[Given records — start]
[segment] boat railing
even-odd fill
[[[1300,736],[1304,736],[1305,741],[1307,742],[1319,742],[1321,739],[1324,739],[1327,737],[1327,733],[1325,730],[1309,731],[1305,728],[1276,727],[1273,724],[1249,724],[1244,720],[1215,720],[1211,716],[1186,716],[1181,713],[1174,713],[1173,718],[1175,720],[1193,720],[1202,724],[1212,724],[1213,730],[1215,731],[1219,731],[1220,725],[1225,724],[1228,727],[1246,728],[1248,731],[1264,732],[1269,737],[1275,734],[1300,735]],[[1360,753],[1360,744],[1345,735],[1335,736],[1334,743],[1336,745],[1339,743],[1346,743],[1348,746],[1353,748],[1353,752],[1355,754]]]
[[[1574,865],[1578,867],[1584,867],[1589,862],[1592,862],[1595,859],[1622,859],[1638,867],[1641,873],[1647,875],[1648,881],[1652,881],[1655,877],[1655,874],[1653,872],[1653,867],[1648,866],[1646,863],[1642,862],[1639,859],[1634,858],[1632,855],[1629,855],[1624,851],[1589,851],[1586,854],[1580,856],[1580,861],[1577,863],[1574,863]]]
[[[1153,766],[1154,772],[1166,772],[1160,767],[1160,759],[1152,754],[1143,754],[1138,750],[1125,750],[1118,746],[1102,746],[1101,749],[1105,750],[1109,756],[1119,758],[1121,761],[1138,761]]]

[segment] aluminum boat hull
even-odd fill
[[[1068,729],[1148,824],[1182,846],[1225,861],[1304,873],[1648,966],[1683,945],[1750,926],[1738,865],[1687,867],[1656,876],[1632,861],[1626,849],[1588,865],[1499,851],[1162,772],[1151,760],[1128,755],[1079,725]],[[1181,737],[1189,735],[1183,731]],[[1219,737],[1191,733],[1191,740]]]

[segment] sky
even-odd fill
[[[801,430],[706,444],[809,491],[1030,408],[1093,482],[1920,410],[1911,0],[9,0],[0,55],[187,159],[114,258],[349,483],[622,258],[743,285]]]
[Given records — finish]
Reply with the complete records, restated exactly.

> _Final answer_
[segment] boat railing
even-odd fill
[[[1300,736],[1304,736],[1305,741],[1307,742],[1319,742],[1321,739],[1324,739],[1327,737],[1327,733],[1325,730],[1309,731],[1305,728],[1276,727],[1273,724],[1249,724],[1244,720],[1215,720],[1211,716],[1186,716],[1181,713],[1174,713],[1173,718],[1175,720],[1193,720],[1202,724],[1212,724],[1213,730],[1215,731],[1219,731],[1220,725],[1225,724],[1228,727],[1246,728],[1248,731],[1264,732],[1269,737],[1275,734],[1300,735]],[[1360,753],[1360,744],[1345,735],[1335,736],[1334,743],[1336,745],[1339,743],[1346,743],[1348,746],[1353,748],[1353,752],[1355,754]]]
[[[1574,865],[1578,867],[1584,867],[1589,862],[1592,862],[1595,859],[1622,859],[1638,867],[1641,873],[1647,875],[1648,881],[1652,881],[1655,877],[1655,874],[1653,872],[1653,867],[1648,866],[1646,863],[1642,862],[1639,859],[1634,858],[1632,855],[1629,855],[1624,851],[1589,851],[1586,854],[1580,856],[1580,861],[1577,863],[1574,863]]]
[[[1153,766],[1154,772],[1166,772],[1160,767],[1160,759],[1152,754],[1143,754],[1138,750],[1125,750],[1118,746],[1102,746],[1101,749],[1105,750],[1109,756],[1119,758],[1121,761],[1138,761]]]

[segment] aluminum boat hull
even-odd fill
[[[1068,729],[1148,824],[1182,846],[1225,861],[1304,873],[1648,966],[1683,945],[1750,926],[1738,865],[1687,867],[1656,876],[1632,861],[1626,849],[1588,865],[1499,851],[1162,772],[1151,760],[1128,755],[1079,725]],[[1181,737],[1189,735],[1183,731]],[[1219,737],[1191,733],[1191,740]]]

[segment] sky
even-odd fill
[[[801,430],[706,444],[809,491],[1030,408],[1093,482],[1920,410],[1911,0],[9,0],[0,55],[187,159],[114,258],[349,483],[622,258],[743,285]]]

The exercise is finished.